The output should contain the listing word for word and no pictures.

Content starts

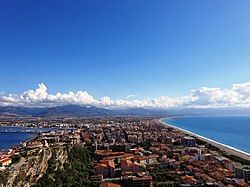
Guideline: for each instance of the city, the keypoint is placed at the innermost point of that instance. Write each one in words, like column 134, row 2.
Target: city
column 126, row 151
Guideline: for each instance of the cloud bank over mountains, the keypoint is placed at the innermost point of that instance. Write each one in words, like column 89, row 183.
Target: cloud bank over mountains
column 203, row 97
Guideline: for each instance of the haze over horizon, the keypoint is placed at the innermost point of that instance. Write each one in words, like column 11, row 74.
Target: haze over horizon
column 149, row 54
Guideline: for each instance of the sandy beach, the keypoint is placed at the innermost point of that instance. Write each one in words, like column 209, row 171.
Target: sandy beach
column 225, row 148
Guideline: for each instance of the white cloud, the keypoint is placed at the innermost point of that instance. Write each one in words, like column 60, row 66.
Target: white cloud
column 131, row 95
column 237, row 96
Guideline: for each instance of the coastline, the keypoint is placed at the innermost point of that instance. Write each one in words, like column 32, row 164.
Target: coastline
column 225, row 148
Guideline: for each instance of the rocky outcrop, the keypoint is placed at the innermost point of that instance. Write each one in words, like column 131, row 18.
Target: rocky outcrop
column 28, row 170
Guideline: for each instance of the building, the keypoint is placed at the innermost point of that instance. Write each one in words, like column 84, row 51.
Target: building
column 188, row 141
column 243, row 172
column 5, row 161
column 107, row 184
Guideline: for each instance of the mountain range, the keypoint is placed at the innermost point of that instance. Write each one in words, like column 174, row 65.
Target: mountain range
column 84, row 111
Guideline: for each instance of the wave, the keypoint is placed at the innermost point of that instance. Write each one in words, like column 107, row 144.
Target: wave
column 206, row 139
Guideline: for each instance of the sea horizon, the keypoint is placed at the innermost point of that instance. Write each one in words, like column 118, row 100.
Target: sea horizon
column 182, row 124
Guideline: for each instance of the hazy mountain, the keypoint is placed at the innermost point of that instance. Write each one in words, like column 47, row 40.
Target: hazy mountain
column 83, row 111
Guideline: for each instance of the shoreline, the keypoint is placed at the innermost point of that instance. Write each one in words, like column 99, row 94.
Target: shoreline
column 223, row 147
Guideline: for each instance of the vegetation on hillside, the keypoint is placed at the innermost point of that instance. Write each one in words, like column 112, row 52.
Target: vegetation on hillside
column 75, row 172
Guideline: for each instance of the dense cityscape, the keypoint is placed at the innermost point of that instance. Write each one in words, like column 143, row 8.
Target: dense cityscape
column 116, row 151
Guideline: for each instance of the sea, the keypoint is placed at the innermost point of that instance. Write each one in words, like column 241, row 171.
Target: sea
column 233, row 131
column 11, row 135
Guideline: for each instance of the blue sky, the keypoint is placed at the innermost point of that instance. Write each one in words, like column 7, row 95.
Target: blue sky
column 115, row 48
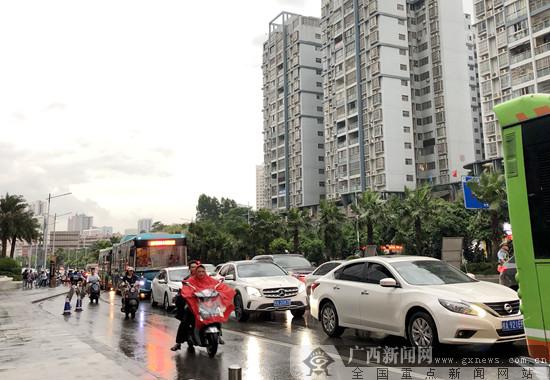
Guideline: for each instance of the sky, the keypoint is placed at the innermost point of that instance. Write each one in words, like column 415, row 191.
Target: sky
column 135, row 107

Content ends

SOLUTION ▸
Guideline: for each instance of the city, the keypoint is placed at the innermost point of that instance. Write each one in words, like column 134, row 2.
Target: city
column 126, row 151
Guideline: for each instance of the cloud bank over mountains, the keypoint is placed at the innermost point of that instance. Write each one in words, like column 89, row 183.
Target: cloud bank over mountains
column 203, row 97
Guideline: for each instance of the haze over horizon, the keypoint is placed at the innermost point of that instance. Write each one in words, like column 11, row 74.
Target: haze over horizon
column 149, row 54
Guideline: for each instance of the sandy beach, the keypoint is placed at the innermost point of that instance. Write each one in words, like column 209, row 171.
Target: sandy beach
column 225, row 148
Guideline: for each instance of the white cloud, the keypoint is placed at the innermost point of that instance. Write each one in words, like column 60, row 66.
Target: white cloud
column 131, row 95
column 237, row 96
Guideline: for each instance of the coastline, the keypoint is placed at the innermost point of that instance. Write each one in words, like column 32, row 164.
Target: coastline
column 225, row 148
Guideline: for each instance of the rocky outcrop, the keypoint is placed at the innermost point of that instance. Write each one in words, like column 131, row 18.
Target: rocky outcrop
column 28, row 170
Guideline: for each instance of the building, the keypoint is placed at the innermost point of that instance. Write each one in words, like column 84, row 51.
Target: building
column 188, row 141
column 243, row 172
column 5, row 161
column 107, row 184
Guideline: for each instance of the mountain range, the keypoint is placed at the innermost point of that instance. Write each one in words, like column 174, row 65.
Target: mountain range
column 84, row 111
Guideline: for each instance of the wave, the keypoint is placed at the innermost point of that instance. Write each one in words, like column 107, row 144.
Target: wave
column 206, row 139
Guideline: for each instance of the sea horizon, the keypoint is placed at the innermost point of that instance. Write each one in words, like column 118, row 100.
Target: sea horizon
column 182, row 124
Guideline: for each instance of the hazy mountain, the keypoint is placed at the innermost point of that instance. Write each one in words, like column 47, row 40.
Target: hazy mountain
column 83, row 111
Guideline: for each instance of the shoreline, the keypoint is placed at the innermost point of that instance. Write each one in words, like column 99, row 94.
Target: shoreline
column 223, row 147
Guideline: for each instance of the vegetation on hillside, the keypoint is placed at the innermost point of that instance. Write each one in words, like column 112, row 52.
Target: vegetation on hillside
column 75, row 172
Guideline: for each instance of the dense cityscape, the keypoint is placed at the innermost point of that instance. Write each one in words, like column 143, row 8.
Target: dense cityscape
column 116, row 151
Guideline: for each instance of the sea, the keypoint is placed at the innermost point of that instance. Write each one in words, like column 241, row 171.
Target: sea
column 233, row 131
column 11, row 135
Guideline: for each instance of the blue sky, the keypoint is placed at the innermost point of that instance. Write each one in words, like column 7, row 95.
Target: blue sky
column 115, row 48
Guideline: for each instance of the sky, the keypoint is placed at the innermost point of that instance. Write each one in words, like column 415, row 191.
Target: sky
column 135, row 107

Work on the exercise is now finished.